● Task goal: Find the line with "Can you find the blurred" in the data below, then restate it and all remaining lines exactly, adding nothing.
——————
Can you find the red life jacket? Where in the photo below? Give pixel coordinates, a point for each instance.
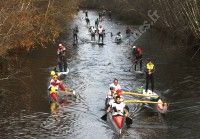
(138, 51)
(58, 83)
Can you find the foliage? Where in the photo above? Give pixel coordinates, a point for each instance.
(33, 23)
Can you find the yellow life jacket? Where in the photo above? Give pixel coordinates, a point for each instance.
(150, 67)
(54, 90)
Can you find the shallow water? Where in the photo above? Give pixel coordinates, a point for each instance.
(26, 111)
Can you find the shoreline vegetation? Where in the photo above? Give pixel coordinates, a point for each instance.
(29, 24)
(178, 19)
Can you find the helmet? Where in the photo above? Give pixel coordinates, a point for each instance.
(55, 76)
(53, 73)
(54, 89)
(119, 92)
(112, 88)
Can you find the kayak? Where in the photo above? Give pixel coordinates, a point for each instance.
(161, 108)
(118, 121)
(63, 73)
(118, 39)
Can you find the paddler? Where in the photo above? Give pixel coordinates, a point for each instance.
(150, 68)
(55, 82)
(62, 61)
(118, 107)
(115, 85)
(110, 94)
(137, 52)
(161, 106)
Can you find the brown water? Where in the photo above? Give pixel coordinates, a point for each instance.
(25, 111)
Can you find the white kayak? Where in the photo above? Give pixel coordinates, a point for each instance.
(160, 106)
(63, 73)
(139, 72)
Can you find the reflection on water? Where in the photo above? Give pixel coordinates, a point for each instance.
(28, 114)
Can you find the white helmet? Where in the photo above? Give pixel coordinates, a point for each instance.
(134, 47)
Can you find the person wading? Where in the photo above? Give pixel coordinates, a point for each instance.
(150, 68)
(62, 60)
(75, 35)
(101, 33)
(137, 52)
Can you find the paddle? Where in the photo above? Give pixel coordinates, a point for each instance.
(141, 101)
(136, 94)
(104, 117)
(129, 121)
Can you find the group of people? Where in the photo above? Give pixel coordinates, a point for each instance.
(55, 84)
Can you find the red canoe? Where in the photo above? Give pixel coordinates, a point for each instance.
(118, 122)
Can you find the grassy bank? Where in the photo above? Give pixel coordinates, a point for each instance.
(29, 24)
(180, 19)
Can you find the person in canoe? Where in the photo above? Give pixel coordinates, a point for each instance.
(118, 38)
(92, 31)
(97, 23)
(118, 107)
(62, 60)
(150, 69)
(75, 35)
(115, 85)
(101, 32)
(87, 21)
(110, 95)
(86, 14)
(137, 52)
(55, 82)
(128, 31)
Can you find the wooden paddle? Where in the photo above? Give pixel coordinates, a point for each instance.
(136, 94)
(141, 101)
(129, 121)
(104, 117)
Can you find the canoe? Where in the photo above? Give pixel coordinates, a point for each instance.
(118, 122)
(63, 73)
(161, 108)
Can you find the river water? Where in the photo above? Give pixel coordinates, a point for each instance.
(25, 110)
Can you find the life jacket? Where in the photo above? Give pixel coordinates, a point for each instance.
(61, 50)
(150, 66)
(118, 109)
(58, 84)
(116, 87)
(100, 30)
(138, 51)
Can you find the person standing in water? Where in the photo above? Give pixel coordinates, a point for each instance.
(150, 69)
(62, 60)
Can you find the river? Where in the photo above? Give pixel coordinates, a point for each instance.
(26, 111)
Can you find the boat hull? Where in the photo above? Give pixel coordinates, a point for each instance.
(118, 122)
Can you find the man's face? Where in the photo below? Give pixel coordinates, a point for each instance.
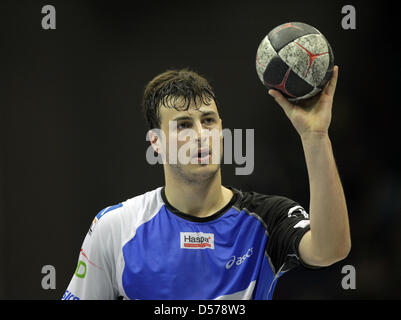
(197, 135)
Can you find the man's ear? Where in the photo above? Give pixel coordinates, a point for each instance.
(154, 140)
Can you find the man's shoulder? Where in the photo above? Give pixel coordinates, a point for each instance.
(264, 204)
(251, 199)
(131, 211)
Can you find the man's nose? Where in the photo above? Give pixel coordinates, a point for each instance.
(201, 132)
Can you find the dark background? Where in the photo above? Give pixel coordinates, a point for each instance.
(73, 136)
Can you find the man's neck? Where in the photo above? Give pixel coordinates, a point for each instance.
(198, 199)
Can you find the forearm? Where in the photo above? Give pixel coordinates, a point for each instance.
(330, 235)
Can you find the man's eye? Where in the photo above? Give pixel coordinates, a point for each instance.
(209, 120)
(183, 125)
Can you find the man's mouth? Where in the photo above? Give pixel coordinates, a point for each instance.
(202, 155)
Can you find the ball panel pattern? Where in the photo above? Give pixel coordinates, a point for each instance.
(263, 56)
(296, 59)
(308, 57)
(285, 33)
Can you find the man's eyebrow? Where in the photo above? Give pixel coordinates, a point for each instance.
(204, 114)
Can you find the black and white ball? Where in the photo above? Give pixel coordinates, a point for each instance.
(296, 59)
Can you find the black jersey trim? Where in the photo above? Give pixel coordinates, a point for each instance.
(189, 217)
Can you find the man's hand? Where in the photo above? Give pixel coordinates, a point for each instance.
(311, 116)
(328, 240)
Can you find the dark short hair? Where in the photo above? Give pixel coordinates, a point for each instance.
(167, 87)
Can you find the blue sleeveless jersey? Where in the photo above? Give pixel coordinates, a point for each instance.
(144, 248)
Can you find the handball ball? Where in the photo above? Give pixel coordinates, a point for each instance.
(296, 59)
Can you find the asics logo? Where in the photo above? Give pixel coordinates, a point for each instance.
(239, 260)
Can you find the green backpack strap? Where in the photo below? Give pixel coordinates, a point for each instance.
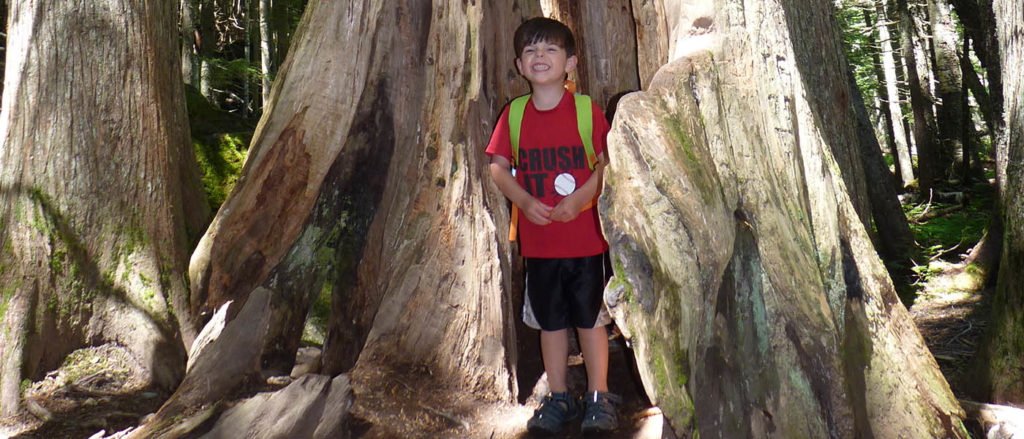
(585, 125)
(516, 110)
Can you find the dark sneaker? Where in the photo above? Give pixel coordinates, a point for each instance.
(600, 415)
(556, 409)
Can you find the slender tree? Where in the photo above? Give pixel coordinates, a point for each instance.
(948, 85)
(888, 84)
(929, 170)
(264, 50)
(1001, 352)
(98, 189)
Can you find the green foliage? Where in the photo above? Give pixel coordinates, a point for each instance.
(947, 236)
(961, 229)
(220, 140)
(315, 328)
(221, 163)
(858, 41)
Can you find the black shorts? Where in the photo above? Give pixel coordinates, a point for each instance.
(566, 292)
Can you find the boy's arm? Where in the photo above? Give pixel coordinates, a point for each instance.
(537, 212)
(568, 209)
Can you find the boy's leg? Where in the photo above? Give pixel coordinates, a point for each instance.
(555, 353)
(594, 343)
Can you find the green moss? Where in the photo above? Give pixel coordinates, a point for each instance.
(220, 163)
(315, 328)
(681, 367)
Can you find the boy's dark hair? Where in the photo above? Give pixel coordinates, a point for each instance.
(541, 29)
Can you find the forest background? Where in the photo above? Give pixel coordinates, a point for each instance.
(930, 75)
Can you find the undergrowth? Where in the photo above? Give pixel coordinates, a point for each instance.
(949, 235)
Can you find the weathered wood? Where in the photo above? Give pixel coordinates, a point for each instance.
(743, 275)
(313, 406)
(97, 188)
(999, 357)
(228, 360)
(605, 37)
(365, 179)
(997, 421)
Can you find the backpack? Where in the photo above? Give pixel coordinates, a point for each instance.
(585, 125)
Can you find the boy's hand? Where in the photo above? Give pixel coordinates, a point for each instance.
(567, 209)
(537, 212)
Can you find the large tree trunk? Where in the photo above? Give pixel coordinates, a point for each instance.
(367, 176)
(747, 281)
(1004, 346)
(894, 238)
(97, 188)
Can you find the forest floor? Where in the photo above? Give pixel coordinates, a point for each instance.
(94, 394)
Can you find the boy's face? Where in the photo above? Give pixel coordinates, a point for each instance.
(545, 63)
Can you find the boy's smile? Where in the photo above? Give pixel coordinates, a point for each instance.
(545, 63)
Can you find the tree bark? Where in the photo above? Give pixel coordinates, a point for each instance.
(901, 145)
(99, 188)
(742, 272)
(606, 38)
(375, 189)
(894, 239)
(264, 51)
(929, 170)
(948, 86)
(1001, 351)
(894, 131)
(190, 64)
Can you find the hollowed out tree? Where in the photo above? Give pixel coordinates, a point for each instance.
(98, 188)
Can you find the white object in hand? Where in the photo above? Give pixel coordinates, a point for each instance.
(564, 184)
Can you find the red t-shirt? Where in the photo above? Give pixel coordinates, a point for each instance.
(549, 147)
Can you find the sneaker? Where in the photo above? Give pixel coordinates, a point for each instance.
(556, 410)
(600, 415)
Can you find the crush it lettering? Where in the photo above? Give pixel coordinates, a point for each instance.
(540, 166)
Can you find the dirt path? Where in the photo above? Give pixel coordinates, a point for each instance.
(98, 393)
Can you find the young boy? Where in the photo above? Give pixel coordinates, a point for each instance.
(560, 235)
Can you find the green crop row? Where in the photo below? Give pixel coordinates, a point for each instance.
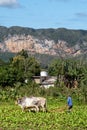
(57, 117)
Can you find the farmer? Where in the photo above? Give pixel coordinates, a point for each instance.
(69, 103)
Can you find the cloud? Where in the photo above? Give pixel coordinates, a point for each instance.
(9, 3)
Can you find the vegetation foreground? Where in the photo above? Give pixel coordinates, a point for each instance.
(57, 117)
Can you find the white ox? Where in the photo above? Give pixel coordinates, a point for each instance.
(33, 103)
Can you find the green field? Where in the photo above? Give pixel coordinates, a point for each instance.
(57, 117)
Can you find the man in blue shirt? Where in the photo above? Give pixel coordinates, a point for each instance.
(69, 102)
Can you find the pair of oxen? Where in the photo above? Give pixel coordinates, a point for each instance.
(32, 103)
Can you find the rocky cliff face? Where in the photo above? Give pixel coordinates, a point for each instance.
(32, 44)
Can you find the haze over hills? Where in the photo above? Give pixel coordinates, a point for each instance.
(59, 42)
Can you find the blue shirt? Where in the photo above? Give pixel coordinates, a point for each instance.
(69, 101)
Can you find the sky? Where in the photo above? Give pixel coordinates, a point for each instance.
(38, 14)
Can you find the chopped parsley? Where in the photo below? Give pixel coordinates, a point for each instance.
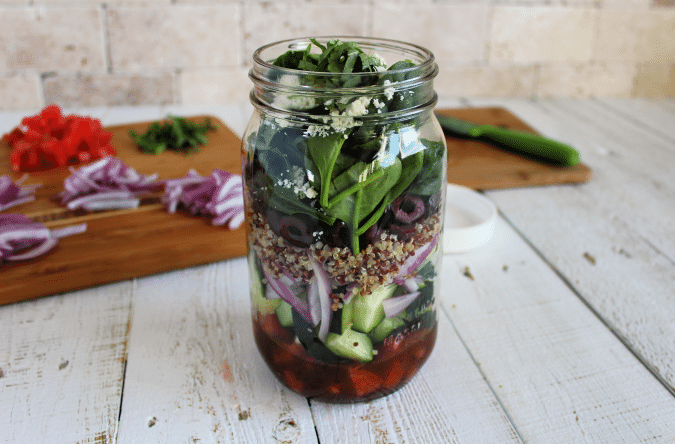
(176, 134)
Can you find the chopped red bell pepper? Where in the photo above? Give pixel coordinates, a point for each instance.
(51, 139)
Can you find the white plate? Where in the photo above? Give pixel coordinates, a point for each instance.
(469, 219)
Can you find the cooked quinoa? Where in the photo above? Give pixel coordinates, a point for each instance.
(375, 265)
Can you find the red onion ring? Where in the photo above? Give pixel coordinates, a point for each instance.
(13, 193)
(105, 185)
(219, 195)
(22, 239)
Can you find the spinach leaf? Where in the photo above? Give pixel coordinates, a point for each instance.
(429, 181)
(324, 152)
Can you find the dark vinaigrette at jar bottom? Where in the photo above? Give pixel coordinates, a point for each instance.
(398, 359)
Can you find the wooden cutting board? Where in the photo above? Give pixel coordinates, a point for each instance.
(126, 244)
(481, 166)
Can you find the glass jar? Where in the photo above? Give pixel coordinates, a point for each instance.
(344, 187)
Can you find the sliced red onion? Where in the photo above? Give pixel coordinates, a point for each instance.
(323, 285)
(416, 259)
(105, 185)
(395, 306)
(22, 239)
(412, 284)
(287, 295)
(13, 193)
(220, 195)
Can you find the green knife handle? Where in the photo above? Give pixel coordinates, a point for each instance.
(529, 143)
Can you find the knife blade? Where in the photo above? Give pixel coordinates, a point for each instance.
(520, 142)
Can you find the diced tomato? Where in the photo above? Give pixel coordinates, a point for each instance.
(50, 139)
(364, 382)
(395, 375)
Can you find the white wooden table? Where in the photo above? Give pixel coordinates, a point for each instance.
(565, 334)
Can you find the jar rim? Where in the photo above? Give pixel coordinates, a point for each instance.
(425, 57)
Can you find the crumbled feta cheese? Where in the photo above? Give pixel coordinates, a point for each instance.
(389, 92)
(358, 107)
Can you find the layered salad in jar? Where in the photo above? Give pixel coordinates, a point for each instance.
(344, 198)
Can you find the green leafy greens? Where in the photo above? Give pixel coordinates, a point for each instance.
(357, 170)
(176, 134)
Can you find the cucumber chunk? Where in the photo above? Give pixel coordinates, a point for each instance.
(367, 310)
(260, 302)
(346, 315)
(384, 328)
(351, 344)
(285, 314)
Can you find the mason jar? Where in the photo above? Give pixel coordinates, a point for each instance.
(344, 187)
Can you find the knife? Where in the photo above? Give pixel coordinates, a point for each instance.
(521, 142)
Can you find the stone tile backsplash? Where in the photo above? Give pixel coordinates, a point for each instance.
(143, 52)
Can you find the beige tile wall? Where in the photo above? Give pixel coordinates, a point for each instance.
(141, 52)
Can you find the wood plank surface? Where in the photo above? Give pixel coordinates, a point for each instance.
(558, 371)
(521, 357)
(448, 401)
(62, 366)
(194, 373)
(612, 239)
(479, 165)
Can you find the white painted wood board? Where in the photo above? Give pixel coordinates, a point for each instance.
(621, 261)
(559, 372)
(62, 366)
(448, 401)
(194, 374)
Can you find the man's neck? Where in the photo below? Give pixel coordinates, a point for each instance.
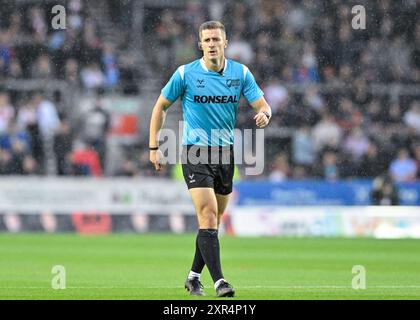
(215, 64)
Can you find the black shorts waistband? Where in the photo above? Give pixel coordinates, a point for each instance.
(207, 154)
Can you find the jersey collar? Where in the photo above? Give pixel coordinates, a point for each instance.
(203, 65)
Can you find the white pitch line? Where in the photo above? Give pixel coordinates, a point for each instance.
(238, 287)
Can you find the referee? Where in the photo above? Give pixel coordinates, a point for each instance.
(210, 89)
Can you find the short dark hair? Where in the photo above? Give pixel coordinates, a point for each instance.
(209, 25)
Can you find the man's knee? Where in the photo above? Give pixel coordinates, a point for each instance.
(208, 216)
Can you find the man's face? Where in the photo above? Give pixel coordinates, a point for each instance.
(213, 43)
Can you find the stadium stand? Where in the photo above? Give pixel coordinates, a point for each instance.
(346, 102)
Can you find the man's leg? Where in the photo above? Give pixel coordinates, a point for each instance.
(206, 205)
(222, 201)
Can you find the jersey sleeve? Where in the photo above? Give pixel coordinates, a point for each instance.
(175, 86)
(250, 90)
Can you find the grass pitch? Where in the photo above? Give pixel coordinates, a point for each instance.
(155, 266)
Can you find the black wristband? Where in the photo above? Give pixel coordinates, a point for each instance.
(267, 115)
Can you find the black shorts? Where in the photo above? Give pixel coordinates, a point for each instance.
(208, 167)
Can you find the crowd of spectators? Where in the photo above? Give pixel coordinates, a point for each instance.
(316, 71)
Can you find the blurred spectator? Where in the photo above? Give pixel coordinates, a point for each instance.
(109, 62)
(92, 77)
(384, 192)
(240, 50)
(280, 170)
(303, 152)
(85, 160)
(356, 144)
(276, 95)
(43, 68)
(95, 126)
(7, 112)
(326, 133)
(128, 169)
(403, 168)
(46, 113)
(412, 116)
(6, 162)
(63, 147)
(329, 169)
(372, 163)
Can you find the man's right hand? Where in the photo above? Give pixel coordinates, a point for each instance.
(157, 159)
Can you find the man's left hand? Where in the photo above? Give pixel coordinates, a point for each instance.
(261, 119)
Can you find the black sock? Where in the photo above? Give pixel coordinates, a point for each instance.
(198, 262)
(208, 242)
——————
● Solution to the exercise:
Can you find the blurred spectator? Where in the photo above? Give pixel coordinates, a point for each instance.
(109, 62)
(92, 77)
(384, 192)
(240, 50)
(280, 170)
(303, 152)
(85, 160)
(356, 144)
(276, 95)
(43, 68)
(95, 126)
(7, 112)
(326, 133)
(128, 169)
(403, 168)
(46, 113)
(412, 116)
(6, 162)
(63, 147)
(329, 169)
(372, 163)
Can you find the man's right hand? Where in the photo above? Give pixel coordinates, a point for each instance.
(157, 159)
Can you find the man's left hand? Where in the photo above? Give pixel coordinates, a point for each instance.
(261, 119)
Can you find the black sock? Where in the photo above? Give pixel coordinates, a point for each instance.
(198, 262)
(208, 242)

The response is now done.